WHAT IS EXPECTED:
Print the lines starting at the line that contains "If you could segment every instance of the wooden" and ending at the line that contains "M 46 78 L 50", reproducing them exactly, with both of those lines included.

DATASET ENTRIES:
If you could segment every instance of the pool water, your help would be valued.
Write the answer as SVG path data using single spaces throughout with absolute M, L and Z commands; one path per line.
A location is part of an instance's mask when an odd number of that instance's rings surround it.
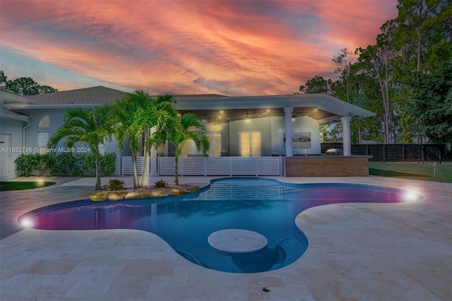
M 330 203 L 401 202 L 405 193 L 371 185 L 225 178 L 180 196 L 52 205 L 24 214 L 19 222 L 26 220 L 32 228 L 45 230 L 142 230 L 159 235 L 200 266 L 256 273 L 286 266 L 304 253 L 308 240 L 295 222 L 302 211 Z M 267 239 L 267 247 L 249 254 L 220 253 L 210 247 L 208 237 L 223 229 L 256 232 Z

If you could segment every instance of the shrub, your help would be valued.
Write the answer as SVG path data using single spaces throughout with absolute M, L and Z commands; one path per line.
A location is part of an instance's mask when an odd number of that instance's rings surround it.
M 160 179 L 160 181 L 157 181 L 155 182 L 155 187 L 156 188 L 163 188 L 163 187 L 166 187 L 166 186 L 167 186 L 167 182 L 163 181 L 161 179 Z
M 71 152 L 63 153 L 55 156 L 54 165 L 50 172 L 54 175 L 80 177 L 83 175 L 81 154 Z
M 119 179 L 109 179 L 108 184 L 104 187 L 105 190 L 123 190 L 124 182 Z
M 85 175 L 95 175 L 96 170 L 96 158 L 93 153 L 78 154 L 83 158 L 83 170 Z M 116 170 L 116 154 L 106 153 L 100 157 L 100 175 L 108 177 Z
M 47 170 L 50 170 L 51 167 L 54 164 L 54 156 L 49 153 L 35 155 L 35 160 L 36 160 L 36 170 L 37 170 L 37 175 L 41 177 Z
M 16 170 L 22 172 L 22 175 L 28 177 L 37 165 L 37 158 L 34 153 L 21 153 L 14 160 Z

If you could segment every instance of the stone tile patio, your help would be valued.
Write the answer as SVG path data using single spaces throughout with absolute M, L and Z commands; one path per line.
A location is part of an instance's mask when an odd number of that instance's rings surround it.
M 376 177 L 278 179 L 371 184 L 414 190 L 424 199 L 309 208 L 295 220 L 309 242 L 299 259 L 276 271 L 238 274 L 196 266 L 143 231 L 23 228 L 17 223 L 22 213 L 81 199 L 80 191 L 93 188 L 90 178 L 55 179 L 52 187 L 1 192 L 0 299 L 452 300 L 451 184 Z M 204 185 L 210 178 L 180 179 Z M 125 180 L 130 185 L 131 179 Z

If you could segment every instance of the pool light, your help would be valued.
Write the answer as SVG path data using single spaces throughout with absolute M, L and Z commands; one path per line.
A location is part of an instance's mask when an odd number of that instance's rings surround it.
M 403 199 L 406 201 L 416 201 L 420 200 L 422 198 L 420 197 L 420 195 L 416 192 L 408 191 L 405 193 Z
M 33 226 L 33 222 L 30 218 L 23 218 L 20 220 L 20 225 L 25 228 L 32 228 Z

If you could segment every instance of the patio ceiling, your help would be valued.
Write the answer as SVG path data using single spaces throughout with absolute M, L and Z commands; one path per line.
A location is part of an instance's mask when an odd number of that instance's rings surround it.
M 246 119 L 285 116 L 284 110 L 282 107 L 268 109 L 179 110 L 179 112 L 182 114 L 192 112 L 207 122 L 213 123 L 225 123 Z M 320 120 L 335 116 L 335 114 L 314 107 L 295 107 L 292 117 L 298 117 L 301 116 L 308 116 L 314 119 Z

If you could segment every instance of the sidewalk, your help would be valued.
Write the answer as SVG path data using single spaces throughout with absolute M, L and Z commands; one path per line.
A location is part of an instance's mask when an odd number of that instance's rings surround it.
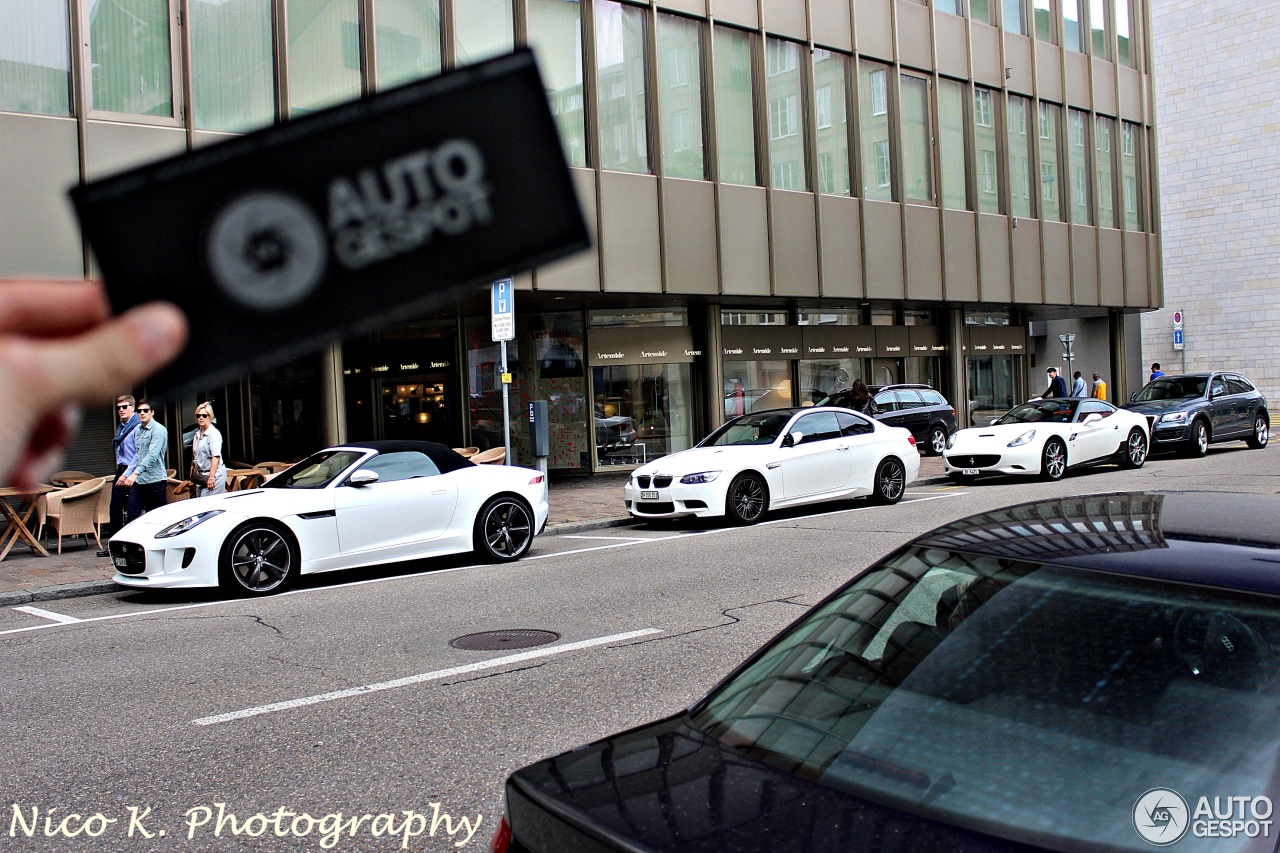
M 916 485 L 938 482 L 942 478 L 942 460 L 920 460 Z M 553 480 L 550 484 L 552 515 L 547 533 L 571 533 L 593 528 L 628 524 L 622 510 L 622 484 L 627 474 L 596 474 L 575 479 Z M 945 482 L 945 480 L 942 480 Z M 0 607 L 24 605 L 32 601 L 52 601 L 92 596 L 119 589 L 111 583 L 111 561 L 97 556 L 92 539 L 63 540 L 49 547 L 47 558 L 36 556 L 26 544 L 14 546 L 0 562 Z

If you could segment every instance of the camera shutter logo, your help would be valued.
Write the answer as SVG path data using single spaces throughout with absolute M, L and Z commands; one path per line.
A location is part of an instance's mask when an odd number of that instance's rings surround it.
M 310 296 L 324 275 L 324 228 L 298 199 L 275 191 L 239 196 L 214 218 L 209 269 L 247 307 L 275 311 Z
M 1169 788 L 1152 788 L 1133 804 L 1133 827 L 1142 840 L 1167 847 L 1187 834 L 1190 809 L 1181 794 Z

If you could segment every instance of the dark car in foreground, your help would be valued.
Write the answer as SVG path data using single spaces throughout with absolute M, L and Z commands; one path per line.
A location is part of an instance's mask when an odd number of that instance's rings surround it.
M 1157 377 L 1124 409 L 1147 416 L 1152 452 L 1180 450 L 1203 456 L 1211 443 L 1234 441 L 1261 448 L 1271 432 L 1267 398 L 1231 371 Z
M 942 455 L 947 437 L 959 426 L 955 406 L 946 397 L 929 386 L 914 383 L 870 386 L 869 391 L 874 409 L 868 414 L 890 426 L 910 429 L 922 452 Z M 851 407 L 852 391 L 837 391 L 817 405 Z
M 494 849 L 1274 850 L 1276 517 L 1116 493 L 925 533 L 687 711 L 512 774 Z

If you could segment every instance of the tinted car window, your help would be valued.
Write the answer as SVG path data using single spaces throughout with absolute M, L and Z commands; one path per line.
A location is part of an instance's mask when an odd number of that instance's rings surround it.
M 425 453 L 404 451 L 379 453 L 360 466 L 362 471 L 375 471 L 380 483 L 411 480 L 415 476 L 435 476 L 440 469 Z

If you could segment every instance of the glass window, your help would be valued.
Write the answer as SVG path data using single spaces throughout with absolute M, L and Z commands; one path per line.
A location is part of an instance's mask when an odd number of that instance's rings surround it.
M 1098 117 L 1096 138 L 1098 170 L 1098 224 L 1103 228 L 1119 228 L 1120 222 L 1115 209 L 1115 167 L 1111 156 L 1111 138 L 1116 132 L 1116 120 Z
M 1019 36 L 1025 36 L 1027 29 L 1027 0 L 1005 0 L 1005 31 Z
M 600 165 L 649 172 L 645 99 L 645 12 L 613 0 L 595 4 L 600 90 Z
M 1030 99 L 1009 96 L 1009 191 L 1015 216 L 1034 216 L 1032 197 L 1032 137 L 1027 132 Z
M 303 115 L 360 96 L 356 0 L 288 0 L 289 111 Z
M 813 51 L 814 111 L 818 120 L 818 188 L 836 196 L 850 193 L 849 115 L 845 81 L 849 58 L 815 47 Z
M 1142 187 L 1139 165 L 1142 161 L 1138 158 L 1140 146 L 1137 142 L 1140 138 L 1142 128 L 1132 122 L 1124 122 L 1120 133 L 1123 138 L 1120 146 L 1120 172 L 1124 174 L 1124 227 L 1125 231 L 1143 231 L 1146 220 L 1143 216 L 1143 199 L 1139 192 Z
M 719 179 L 756 184 L 751 33 L 716 27 L 716 137 Z
M 974 147 L 978 152 L 978 210 L 1000 213 L 1000 168 L 996 164 L 996 117 L 991 90 L 973 93 Z
M 558 0 L 562 5 L 563 0 Z M 572 4 L 570 4 L 572 5 Z M 701 24 L 658 14 L 658 108 L 662 110 L 662 164 L 675 178 L 707 177 L 703 158 Z
M 440 73 L 439 0 L 376 0 L 374 17 L 379 88 Z
M 933 201 L 933 129 L 929 81 L 902 74 L 902 195 Z
M 767 45 L 769 73 L 765 78 L 765 96 L 769 99 L 769 167 L 773 188 L 808 190 L 800 45 L 781 38 L 769 38 Z
M 1078 54 L 1084 53 L 1080 38 L 1080 0 L 1059 0 L 1062 4 L 1062 46 Z
M 1041 104 L 1039 146 L 1041 146 L 1041 211 L 1044 219 L 1062 222 L 1062 193 L 1059 179 L 1057 137 L 1062 124 L 1062 108 L 1056 104 Z
M 1111 59 L 1106 0 L 1089 0 L 1089 31 L 1093 35 L 1093 55 L 1098 59 Z
M 955 210 L 969 210 L 965 190 L 965 86 L 954 79 L 938 81 L 940 149 L 942 163 L 942 205 Z
M 511 53 L 515 40 L 511 0 L 462 0 L 453 4 L 458 65 Z
M 196 127 L 244 132 L 275 120 L 269 4 L 191 3 L 191 85 Z
M 70 29 L 65 3 L 9 3 L 0 28 L 0 110 L 70 115 Z
M 1138 56 L 1133 45 L 1133 13 L 1129 0 L 1115 0 L 1116 10 L 1116 53 L 1120 55 L 1120 64 L 1129 68 L 1138 67 Z
M 581 6 L 564 0 L 529 0 L 529 45 L 547 86 L 564 161 L 586 165 L 586 119 L 582 110 Z
M 890 147 L 888 70 L 861 63 L 859 115 L 863 134 L 863 196 L 893 199 L 893 163 Z
M 93 6 L 88 24 L 92 109 L 172 118 L 169 0 Z
M 1071 169 L 1071 222 L 1076 225 L 1093 224 L 1093 205 L 1089 202 L 1089 114 L 1068 110 L 1069 141 L 1066 161 Z
M 1041 41 L 1056 45 L 1057 27 L 1053 20 L 1052 0 L 1036 0 L 1033 14 L 1036 15 L 1036 37 Z

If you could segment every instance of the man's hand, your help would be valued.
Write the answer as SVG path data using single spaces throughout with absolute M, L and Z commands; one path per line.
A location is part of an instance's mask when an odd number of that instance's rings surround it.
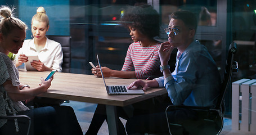
M 149 84 L 146 82 L 142 80 L 137 80 L 131 83 L 127 87 L 128 89 L 131 89 L 133 87 L 136 87 L 138 88 L 142 88 L 143 91 L 146 91 L 147 88 L 149 87 Z
M 169 42 L 165 42 L 161 44 L 158 50 L 160 60 L 161 61 L 161 65 L 165 66 L 168 64 L 170 53 L 172 53 L 174 48 L 174 47 L 170 45 Z

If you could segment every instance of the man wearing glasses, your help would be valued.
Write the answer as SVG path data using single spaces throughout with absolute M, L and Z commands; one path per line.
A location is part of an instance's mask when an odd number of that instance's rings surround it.
M 165 29 L 168 41 L 163 43 L 159 50 L 160 69 L 164 76 L 149 82 L 137 80 L 128 88 L 141 87 L 146 91 L 148 87 L 164 87 L 174 105 L 214 108 L 219 94 L 221 77 L 206 48 L 194 39 L 197 26 L 196 16 L 190 11 L 176 11 L 171 15 L 168 26 Z M 178 51 L 175 70 L 171 73 L 168 62 L 174 48 Z M 168 105 L 168 103 L 152 105 L 152 108 L 161 112 L 137 115 L 128 119 L 126 124 L 128 134 L 169 133 L 165 114 Z M 195 116 L 194 113 L 191 110 L 181 110 L 168 115 L 186 119 Z

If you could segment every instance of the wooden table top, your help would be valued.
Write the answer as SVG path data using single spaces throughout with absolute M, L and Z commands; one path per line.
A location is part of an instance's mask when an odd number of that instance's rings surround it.
M 46 78 L 50 71 L 20 71 L 20 80 L 30 88 L 39 86 L 41 77 Z M 117 78 L 105 78 L 107 85 L 128 86 L 136 79 Z M 80 102 L 124 106 L 158 95 L 167 93 L 165 88 L 147 89 L 142 95 L 108 95 L 101 78 L 92 75 L 57 72 L 47 92 L 40 96 Z

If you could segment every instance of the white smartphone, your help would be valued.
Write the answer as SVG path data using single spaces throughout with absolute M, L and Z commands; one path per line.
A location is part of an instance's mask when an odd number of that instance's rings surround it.
M 44 79 L 45 81 L 48 80 L 49 79 L 50 79 L 52 75 L 53 75 L 57 71 L 57 70 L 52 70 L 52 71 L 49 74 L 49 75 L 47 76 L 47 77 Z
M 92 66 L 92 68 L 95 68 L 95 69 L 96 68 L 96 67 L 95 67 L 95 66 L 92 62 L 89 62 L 89 63 L 90 64 L 91 66 Z

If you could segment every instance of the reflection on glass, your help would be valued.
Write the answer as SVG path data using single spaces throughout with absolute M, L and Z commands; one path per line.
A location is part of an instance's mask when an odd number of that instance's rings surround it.
M 160 2 L 162 23 L 169 24 L 172 12 L 185 10 L 192 11 L 197 16 L 199 26 L 216 26 L 217 1 L 202 1 L 199 3 L 194 1 L 179 1 L 178 2 L 162 1 Z
M 201 44 L 204 45 L 208 50 L 217 67 L 220 70 L 221 67 L 221 40 L 199 40 Z
M 212 26 L 210 14 L 205 7 L 201 7 L 201 11 L 199 13 L 198 25 Z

ANSWER FOR THE TASK:
If you could segment every instance of the wooden table top, your help would be valued.
Write the answer as SVG path data using single spaces throughout with absolute M, L and Z commands; one path per line.
A location is part of an instance's mask when an odd number of that instance's rings surround it.
M 46 78 L 50 71 L 20 71 L 20 80 L 30 88 L 39 86 L 41 77 Z M 117 78 L 105 78 L 107 85 L 128 86 L 136 79 Z M 80 102 L 124 106 L 158 95 L 167 93 L 165 88 L 147 89 L 142 95 L 108 95 L 101 78 L 92 75 L 57 72 L 47 92 L 40 96 Z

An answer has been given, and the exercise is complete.